- _Source records_
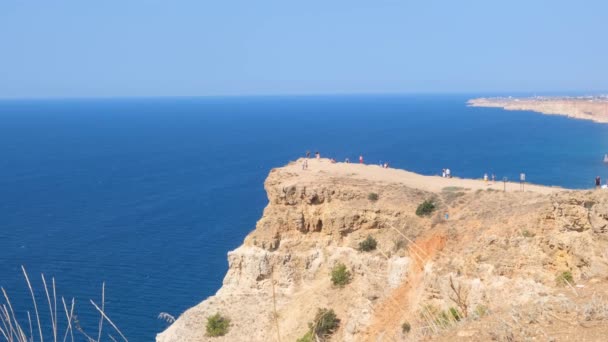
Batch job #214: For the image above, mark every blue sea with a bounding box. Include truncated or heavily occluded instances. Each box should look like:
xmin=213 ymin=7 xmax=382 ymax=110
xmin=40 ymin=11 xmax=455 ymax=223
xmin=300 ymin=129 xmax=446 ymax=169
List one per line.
xmin=0 ymin=94 xmax=608 ymax=341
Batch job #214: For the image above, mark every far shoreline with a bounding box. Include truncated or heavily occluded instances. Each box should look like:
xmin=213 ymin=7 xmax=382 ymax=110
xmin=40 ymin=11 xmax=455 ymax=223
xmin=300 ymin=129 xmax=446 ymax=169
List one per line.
xmin=467 ymin=95 xmax=608 ymax=124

- _Task statement_
Render every line of the entries above as a Markdown table with the columns Row and Line, numbering each row and skipping blank lines. Leave the pictures out.

- _Task solution_
| Row | Line |
|---|---|
| 1 | Batch job #214: For the image above, mark every blue sea with a bounding box. Include truncated or heavily occluded instances. Each box should look like: |
| 2 | xmin=213 ymin=7 xmax=382 ymax=110 |
| 3 | xmin=40 ymin=11 xmax=455 ymax=223 |
| 4 | xmin=300 ymin=129 xmax=446 ymax=169 |
| 5 | List one per line. |
| 6 | xmin=0 ymin=94 xmax=608 ymax=341 |
| 7 | Batch job #214: For the image above, mark every far shoreline with a bounding box. Include truncated or heavily occluded instances. Each box should look like: |
| 8 | xmin=213 ymin=7 xmax=382 ymax=110 |
| 9 | xmin=40 ymin=11 xmax=455 ymax=223 |
| 10 | xmin=300 ymin=129 xmax=446 ymax=169 |
| 11 | List one per line. |
| 12 | xmin=467 ymin=95 xmax=608 ymax=124 |